Data under study Block Start
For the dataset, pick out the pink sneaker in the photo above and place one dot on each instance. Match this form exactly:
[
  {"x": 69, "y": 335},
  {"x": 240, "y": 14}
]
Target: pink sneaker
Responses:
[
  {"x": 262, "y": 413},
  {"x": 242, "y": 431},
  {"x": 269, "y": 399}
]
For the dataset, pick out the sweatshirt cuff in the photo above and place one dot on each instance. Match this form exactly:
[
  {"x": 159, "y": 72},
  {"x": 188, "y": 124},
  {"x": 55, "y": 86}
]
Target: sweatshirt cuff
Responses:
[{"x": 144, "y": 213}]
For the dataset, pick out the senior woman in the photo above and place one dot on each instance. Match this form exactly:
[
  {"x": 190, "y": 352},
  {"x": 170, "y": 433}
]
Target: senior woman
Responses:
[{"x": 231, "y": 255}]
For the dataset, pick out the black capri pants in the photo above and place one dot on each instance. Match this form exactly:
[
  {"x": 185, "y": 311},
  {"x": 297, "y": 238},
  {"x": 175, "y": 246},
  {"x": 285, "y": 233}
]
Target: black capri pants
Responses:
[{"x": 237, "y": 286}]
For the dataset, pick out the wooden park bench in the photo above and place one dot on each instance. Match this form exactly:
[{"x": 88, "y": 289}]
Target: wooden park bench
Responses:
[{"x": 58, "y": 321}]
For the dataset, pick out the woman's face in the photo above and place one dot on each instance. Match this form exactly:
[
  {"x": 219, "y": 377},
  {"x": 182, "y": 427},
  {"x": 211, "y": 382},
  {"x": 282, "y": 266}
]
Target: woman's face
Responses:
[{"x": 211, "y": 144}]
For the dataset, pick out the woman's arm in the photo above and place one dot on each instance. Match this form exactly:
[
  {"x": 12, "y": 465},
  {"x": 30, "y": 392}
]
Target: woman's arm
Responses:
Data under study Block End
- **Action item**: Among the lines above, find those with the word "black". Copy them.

- **Result**:
For the dataset, pick out the black capri pants in the photo above and place one dot on each instance. Match this form exactly:
Target: black capri pants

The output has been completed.